Extract to read
* * * *
Use grants to take you to the next level

But first articulate exactly where you want to go. 

“If you don’t know where you are going, you might wind up someplace else,” — Yogi Berra, philosopher

Often in business we think we should be heading in one direction only to have our customers tell us, either directly or with their money, that they want us to head somewhere else. While businesses often experience this, and while it may be for the good, it may not be ideal if you intend to maximize your government grant potential.

There are four types of government funding opportunities available:

  • Workforce development
  • Diversification
  • Innovation
  • Capitalization and financing

In some cases, these funds can be “stacked,” a government term to indicate that one grant can be added to another. Likewise, there are many grants such as the Industrial Research Assistance Program (IRAP) and the Scientific Research and Experimental Development program (SR&ED) where the funds that you obtain from IRAP reduce the funds available from the SR&ED program.

When clients ask me what grants they are eligible for, I explain that before I can answer that question, I need to understand where their business is headed in order to maximize the various funding opportunities available.

Don’t panic, I’m not asking for a business plan that banks might expect. I’m looking for an understanding of where you’ve been, where you are now, where you hope to go and why you think your hopes are based in reality.

Once you can articulate those concerns, the next question is, what are your boundaries? For example, if where you hope to go will require you to double your workforce, and/or move to a significantly larger facility, do those plans require you to remain in your existing geographic location? Are you able to move your manufacturing plant from an urban to a rural location, or to a different or second province altogether?
* * * *
Recorded information
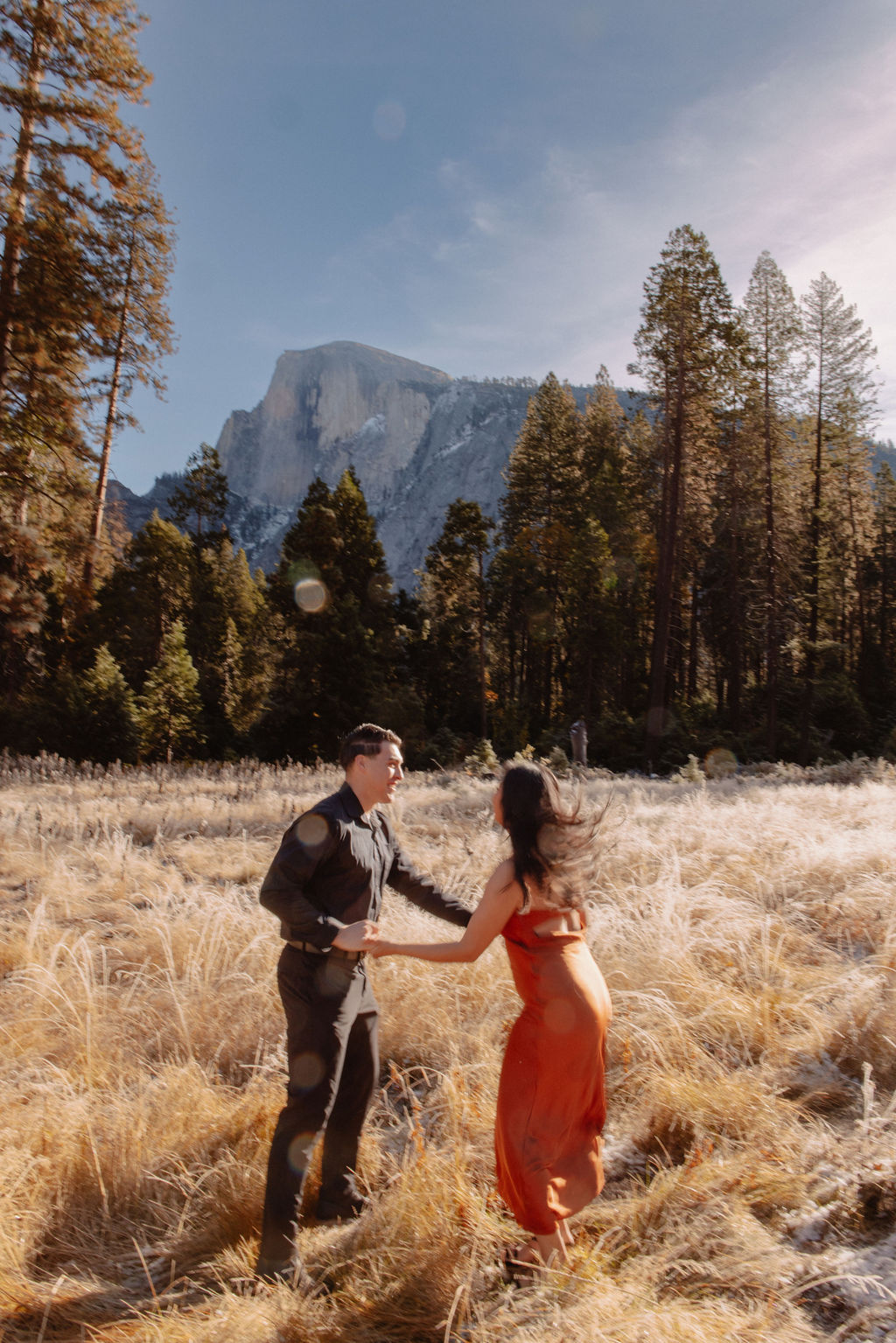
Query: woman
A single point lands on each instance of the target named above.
* * * *
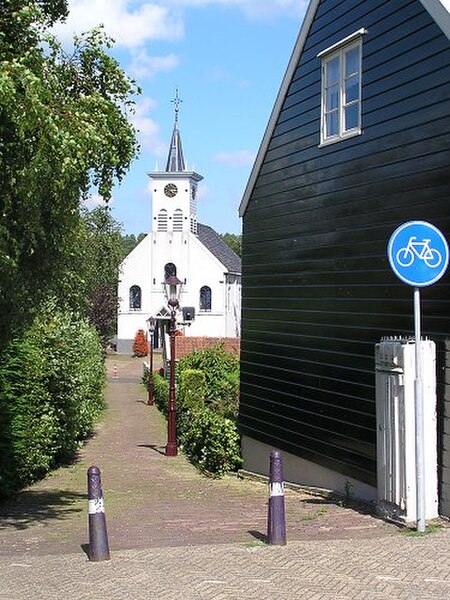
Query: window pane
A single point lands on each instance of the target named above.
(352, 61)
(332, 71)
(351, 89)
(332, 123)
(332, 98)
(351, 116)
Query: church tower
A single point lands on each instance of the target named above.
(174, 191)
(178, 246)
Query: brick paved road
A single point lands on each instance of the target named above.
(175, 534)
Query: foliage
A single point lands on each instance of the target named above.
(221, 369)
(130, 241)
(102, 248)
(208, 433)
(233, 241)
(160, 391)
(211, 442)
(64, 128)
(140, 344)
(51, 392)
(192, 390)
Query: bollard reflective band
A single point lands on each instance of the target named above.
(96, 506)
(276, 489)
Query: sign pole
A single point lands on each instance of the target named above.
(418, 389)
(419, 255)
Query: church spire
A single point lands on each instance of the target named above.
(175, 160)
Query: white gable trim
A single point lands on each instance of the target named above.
* * * *
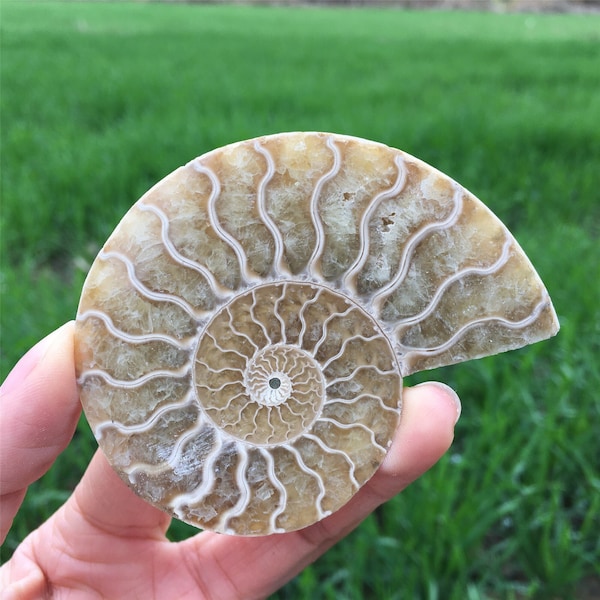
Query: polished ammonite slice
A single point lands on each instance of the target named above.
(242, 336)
* * * *
Aim of the task
Duplicate the whole article on using grants to grow a business, word for word. The entries have nothing to do with what follows.

Reply to the task
Use grants to take you to the next level

But first articulate exactly where you want to go. 

“If you don’t know where you are going, you might wind up someplace else,” — Yogi Berra, philosopher

Often in business we think we should be heading in one direction only to have our customers tell us, either directly or with their money, that they want us to head somewhere else. While businesses often experience this, and while it may be for the good, it may not be ideal if you intend to maximize your government grant potential.

There are four types of government funding opportunities available:

  • Workforce development
  • Diversification
  • Innovation
  • Capitalization and financing

In some cases, these funds can be “stacked,” a government term to indicate that one grant can be added to another. Likewise, there are many grants such as the Industrial Research Assistance Program (IRAP) and the Scientific Research and Experimental Development program (SR&ED) where the funds that you obtain from IRAP reduce the funds available from the SR&ED program.

When clients ask me what grants they are eligible for, I explain that before I can answer that question, I need to understand where their business is headed in order to maximize the various funding opportunities available.

Don’t panic, I’m not asking for a business plan that banks might expect. I’m looking for an understanding of where you’ve been, where you are now, where you hope to go and why you think your hopes are based in reality.

Once you can articulate those concerns, the next question is, what are your boundaries? For example, if where you hope to go will require you to double your workforce, and/or move to a significantly larger facility, do those plans require you to remain in your existing geographic location? Are you able to move your manufacturing plant from an urban to a rural location, or to a different or second province altogether?